## PROBLEM TO SOLVE
Starting with the line containing "TARGET = hakea lissosperma plant" and going on through the end of the records, rewrite those lines in full, requests included, rescaling every coordinate in the answers by 1.2 and rounding each to the nearest whole number, with halves rounded up. Reproduce only those lines.

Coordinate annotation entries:
▬▬▬▬▬▬▬▬▬▬
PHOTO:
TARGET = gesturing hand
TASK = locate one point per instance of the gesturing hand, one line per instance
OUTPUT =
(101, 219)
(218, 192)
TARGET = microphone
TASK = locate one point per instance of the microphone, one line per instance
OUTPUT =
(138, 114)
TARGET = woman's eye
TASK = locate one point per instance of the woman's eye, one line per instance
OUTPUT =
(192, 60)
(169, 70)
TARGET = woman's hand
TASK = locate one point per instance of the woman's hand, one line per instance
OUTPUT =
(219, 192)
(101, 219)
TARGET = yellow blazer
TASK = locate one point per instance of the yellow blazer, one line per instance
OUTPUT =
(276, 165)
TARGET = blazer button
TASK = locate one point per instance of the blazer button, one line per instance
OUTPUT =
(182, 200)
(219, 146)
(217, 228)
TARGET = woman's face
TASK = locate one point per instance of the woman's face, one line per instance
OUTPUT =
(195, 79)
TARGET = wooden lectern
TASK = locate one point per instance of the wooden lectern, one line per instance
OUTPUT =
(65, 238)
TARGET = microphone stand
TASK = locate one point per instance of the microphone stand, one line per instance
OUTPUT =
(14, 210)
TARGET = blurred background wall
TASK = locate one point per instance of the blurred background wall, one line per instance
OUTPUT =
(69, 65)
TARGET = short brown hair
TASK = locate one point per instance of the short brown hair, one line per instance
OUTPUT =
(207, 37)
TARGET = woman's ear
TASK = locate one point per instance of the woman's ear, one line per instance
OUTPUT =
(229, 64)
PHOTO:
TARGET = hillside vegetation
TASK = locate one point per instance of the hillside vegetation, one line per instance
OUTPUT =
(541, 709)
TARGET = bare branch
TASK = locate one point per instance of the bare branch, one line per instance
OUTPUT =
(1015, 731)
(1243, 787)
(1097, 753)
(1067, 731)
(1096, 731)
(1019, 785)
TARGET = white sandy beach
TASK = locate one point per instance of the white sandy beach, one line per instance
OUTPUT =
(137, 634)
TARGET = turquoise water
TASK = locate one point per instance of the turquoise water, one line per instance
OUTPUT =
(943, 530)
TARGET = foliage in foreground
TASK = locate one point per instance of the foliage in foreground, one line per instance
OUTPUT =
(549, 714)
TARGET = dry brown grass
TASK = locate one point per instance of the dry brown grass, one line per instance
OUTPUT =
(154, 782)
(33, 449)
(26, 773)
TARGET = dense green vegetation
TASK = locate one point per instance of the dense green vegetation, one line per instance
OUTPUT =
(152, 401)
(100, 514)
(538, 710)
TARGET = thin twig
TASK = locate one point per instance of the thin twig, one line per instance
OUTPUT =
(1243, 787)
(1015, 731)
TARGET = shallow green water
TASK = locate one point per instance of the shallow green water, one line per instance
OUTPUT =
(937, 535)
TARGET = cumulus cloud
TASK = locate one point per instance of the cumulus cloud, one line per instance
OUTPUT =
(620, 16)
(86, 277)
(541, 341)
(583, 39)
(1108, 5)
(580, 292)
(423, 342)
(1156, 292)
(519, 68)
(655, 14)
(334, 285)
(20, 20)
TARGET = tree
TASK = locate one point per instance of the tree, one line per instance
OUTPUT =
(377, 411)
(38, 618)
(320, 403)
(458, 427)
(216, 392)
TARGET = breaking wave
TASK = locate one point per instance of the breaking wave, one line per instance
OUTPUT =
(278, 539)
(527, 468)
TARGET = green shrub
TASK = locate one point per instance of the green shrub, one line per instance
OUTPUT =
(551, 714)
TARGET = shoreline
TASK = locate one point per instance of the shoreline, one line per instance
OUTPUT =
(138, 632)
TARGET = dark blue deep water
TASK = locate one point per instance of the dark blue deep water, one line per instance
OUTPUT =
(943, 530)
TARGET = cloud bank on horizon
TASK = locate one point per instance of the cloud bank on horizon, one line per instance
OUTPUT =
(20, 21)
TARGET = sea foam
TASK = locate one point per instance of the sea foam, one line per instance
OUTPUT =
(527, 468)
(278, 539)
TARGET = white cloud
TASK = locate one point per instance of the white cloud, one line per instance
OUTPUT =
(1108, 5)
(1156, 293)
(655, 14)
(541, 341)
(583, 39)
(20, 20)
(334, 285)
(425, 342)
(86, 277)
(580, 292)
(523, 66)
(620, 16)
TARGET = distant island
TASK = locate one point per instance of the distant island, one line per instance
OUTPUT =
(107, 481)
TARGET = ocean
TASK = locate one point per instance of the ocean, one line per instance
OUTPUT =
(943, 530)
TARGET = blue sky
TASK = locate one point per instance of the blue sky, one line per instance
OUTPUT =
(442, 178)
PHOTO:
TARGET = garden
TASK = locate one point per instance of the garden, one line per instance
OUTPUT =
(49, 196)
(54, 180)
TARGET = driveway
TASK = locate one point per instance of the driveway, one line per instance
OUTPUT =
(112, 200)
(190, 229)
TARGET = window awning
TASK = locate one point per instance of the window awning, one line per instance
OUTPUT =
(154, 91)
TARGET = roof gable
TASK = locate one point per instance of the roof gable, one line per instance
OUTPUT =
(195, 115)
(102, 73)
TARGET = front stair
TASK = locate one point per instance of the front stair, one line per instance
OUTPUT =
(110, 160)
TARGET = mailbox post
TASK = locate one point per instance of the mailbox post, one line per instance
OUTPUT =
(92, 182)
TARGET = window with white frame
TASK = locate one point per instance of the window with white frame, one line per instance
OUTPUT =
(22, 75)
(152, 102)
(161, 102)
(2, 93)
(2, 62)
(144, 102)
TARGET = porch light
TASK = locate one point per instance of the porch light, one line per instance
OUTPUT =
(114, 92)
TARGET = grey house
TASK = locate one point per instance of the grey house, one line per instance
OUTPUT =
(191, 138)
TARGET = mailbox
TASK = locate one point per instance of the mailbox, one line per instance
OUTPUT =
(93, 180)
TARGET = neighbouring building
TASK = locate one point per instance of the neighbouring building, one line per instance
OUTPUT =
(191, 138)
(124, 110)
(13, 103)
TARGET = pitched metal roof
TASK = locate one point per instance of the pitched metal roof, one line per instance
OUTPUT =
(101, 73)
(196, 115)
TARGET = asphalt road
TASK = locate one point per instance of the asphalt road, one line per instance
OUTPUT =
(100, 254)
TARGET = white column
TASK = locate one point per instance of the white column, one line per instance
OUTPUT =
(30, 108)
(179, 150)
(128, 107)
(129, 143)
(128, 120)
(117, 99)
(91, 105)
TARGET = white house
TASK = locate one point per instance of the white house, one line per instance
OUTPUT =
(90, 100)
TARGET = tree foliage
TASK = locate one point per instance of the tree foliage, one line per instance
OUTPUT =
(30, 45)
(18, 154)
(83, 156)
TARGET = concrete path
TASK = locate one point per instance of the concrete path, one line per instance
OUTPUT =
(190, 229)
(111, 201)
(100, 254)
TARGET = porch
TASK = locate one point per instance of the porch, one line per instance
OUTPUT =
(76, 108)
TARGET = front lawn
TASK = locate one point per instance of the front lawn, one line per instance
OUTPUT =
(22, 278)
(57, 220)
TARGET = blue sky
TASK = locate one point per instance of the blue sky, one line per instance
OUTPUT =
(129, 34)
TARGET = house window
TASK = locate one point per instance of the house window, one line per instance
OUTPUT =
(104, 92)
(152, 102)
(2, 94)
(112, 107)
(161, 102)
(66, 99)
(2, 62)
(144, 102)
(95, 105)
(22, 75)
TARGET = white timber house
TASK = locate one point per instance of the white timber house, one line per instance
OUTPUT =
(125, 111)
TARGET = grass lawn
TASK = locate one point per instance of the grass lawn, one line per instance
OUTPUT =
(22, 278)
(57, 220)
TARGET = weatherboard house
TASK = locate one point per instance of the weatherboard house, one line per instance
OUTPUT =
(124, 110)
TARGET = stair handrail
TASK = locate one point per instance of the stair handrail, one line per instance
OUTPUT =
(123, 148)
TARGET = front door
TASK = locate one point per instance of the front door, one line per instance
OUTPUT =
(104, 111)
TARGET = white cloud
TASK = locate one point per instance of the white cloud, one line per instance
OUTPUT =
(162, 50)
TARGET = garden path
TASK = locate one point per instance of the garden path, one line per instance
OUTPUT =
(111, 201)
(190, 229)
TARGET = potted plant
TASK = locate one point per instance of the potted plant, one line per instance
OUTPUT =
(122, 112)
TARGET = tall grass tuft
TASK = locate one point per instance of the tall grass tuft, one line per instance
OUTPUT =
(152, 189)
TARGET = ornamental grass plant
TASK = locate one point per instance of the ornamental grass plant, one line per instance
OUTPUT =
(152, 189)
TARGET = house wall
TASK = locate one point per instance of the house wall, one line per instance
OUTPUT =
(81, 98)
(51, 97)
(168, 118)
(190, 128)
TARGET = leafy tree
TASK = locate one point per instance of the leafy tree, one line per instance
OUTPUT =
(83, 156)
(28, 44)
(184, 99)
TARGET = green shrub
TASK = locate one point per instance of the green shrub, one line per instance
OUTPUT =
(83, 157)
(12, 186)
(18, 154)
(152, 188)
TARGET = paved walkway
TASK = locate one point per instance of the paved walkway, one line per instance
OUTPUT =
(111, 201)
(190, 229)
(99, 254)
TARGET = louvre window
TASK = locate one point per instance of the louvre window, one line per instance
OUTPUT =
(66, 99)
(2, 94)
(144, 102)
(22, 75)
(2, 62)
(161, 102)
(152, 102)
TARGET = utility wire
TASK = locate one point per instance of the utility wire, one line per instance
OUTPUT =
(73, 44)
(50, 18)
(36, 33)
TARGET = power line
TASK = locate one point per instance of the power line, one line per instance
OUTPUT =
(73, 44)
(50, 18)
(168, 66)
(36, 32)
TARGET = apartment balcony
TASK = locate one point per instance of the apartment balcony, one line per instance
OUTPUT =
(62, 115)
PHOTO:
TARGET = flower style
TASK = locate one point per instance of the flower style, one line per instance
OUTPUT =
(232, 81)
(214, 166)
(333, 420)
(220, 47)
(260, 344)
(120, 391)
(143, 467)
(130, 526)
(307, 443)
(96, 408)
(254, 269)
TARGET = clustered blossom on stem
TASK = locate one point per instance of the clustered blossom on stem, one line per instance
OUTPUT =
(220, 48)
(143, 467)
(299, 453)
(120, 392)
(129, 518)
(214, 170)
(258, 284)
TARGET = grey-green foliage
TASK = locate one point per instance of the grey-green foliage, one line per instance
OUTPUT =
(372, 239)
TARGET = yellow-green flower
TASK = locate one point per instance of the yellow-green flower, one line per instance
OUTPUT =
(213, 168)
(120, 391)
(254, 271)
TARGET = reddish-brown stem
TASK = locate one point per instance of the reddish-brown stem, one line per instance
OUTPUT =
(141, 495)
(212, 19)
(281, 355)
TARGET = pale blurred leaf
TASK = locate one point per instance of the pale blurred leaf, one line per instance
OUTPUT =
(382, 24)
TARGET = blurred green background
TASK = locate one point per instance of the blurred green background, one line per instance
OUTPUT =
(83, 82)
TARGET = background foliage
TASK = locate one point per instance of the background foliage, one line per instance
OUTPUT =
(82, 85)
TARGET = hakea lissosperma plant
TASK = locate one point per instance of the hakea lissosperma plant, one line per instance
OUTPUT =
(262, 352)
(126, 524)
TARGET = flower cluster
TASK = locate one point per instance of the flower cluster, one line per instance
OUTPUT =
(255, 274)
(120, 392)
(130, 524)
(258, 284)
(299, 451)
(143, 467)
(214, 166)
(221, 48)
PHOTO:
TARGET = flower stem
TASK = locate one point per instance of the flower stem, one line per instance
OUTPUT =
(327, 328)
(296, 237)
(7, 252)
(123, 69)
▬▬▬▬▬▬▬▬▬▬
## ANSWER TO THE TASK
TARGET = hakea lissosperma plant
TASK = locate one point per instance of the hakea lissosperma plant, one line per instance
OUTPUT =
(314, 422)
(151, 629)
TARGET = flower cluster
TASK = locate one point per instance of the flower cluster, one line per instance
OUTPUT =
(306, 329)
(144, 470)
(156, 629)
(310, 341)
(359, 541)
(172, 560)
(257, 199)
(265, 58)
PHOTO:
TARGET = flower stem
TASK = locate one point per instance of the flower stem, one line per instance
OUTPUT =
(392, 394)
(355, 284)
(8, 302)
(148, 83)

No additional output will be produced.